## SELECTED TEXT
-*-
The Science of Growth Mindset

“Through developing a growth mindset, the meaning of effort and difficulty were transformed.”

— Carol Dweck

Growth mindset, coined by psychologist and researcher Carol Dweck, is a learning approach that helps you acquire skills faster and optimize performance. Whether you’re a student under 25 or deep into your career, developing a growth mindset can help you endure challenges, achieve better results, and enjoy the learning process more.

So, how can you apply a growth mindset to your life? Read on to learn how, as well as the scientific basis of growth mindset and science-based tools to help you accelerate your development. Yes— for adults too!


Introduction

Carol Dweck noticed through her research that there are vast differences in the way students show up and perform in the classroom. Some perform extremely well, despite facing failures, while others fail chronically and experience a lot of pain in the process.

“Are we raising kids who are obsessed with getting A’s?” Dweck fears, “And are they carrying this need for constant validation into their lives as adults, which leads them to being unable to get through the day without a reward?”

Many of us have experienced this firsthand — whether as parents, educators, or young people ourselves. We’ve all known someone who spirals into crushing feelings of inadequacy under the crippling weight of even the smallest failure. This is what Dweck refers to as The Tyranny of Now — failing to achieve their goal now equates to “being a failure.”

The Power of Yet

By contrast to The Tyranny Of Now, there’s profound power in “yet.” Failing to achieve something today simply means “not yet.” How does it feel to say that about one of your recent failures? Try it on for size.

What Growth Mindset Is

The crux of growth mindset is:

When you focus on and reinforce the actions that you put into challenging yourself toward a goal, you ultimately perform better.

Perhaps counterintuitively, if you focus on labelling yourself and identifying with the results of your performance, it can be destructive for your results.
-*-
## SUPPLIED MATERIAL

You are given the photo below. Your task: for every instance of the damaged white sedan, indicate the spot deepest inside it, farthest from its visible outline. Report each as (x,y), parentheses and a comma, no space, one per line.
-*-
## GIVEN EXERCISE 1
In the growth mindset text, what name does Dweck give to the belief that failing to reach a goal now means "being a failure"?
## GIVEN EXERCISE 2
Write the next part of the growth mindset text, picking up after its last sentence.
The material is separate from the growth mindset text.

## FINAL ANSWER 1
The Tyranny of Now.

## FINAL ANSWER 2
When we identify with our results, we see ourselves as failures when we don’t live up to our expectations. Building this habit can be extremely detrimental to our learning outcomes as kids, and later on as adults. Research has shown that kids without a growth mindset fall apart when presented with a challenge. Further, they look for counterproductive ways to soothe themselves, like identifying a peer who performed worse than they did to inflate their sense of worth. When experiencing failure and identifying with it, it discourages them from being challenged ever again.

What happens next? A negative feedback loop of failure and pain, that they carry with them into adulthood if not reversed.

Research has also shown that classes who are performing abysmally as a whole, when put into a growth mindset classroom, shoot up to the top of their district in as little as one school year.

Why is this?

When we’re presented with a challenge that’s just a little too hard for us, we will err, and maybe fail. While we endure the effort and difficulty of maneuvering through that challenge is when our neurons are making connections.

It is during effort and difficulty that we’re getting SMARTER.

So, a growth mindset makes you extremely proficient at enduring effort and difficulty, to get to what’s on the other side: growth.

Dr. Maya Shankar identified as violinist since she was a very small child. When introducing herself to others, she’d say, “Hi, I’m a violinist. And my name’s Maya.” Perhaps it’s no surprise that when she suffered a violin career-ending injury, her identity was shattered. After some soul-searching, she wound up pursuing a cognitive science career, which appears quite different from a musical career on the surface.

But Dr. Shankar reflects on the importance of identifying with the “why,” rather than the “what.” She discovered that the meaning of the violin to her was to connect with people through her music. That’s where her heart really is, and that’s why she fell in love with cognitive science too— because she’s able to connect with others through it.

Dr. Shankar was forced to learn what all of us need to learn in order to live up to our highest potential (and enjoy the process!).

How to Develop a Growth Mindset at Any Age

(or instill one in your colleagues, team, or kids)

The passion for stretching yourself and sticking to it, even (or especially) when it’s not going well, is the hallmark of the growth mindset. This is the mindset that allows people to thrive during some of the most challenging times in their lives.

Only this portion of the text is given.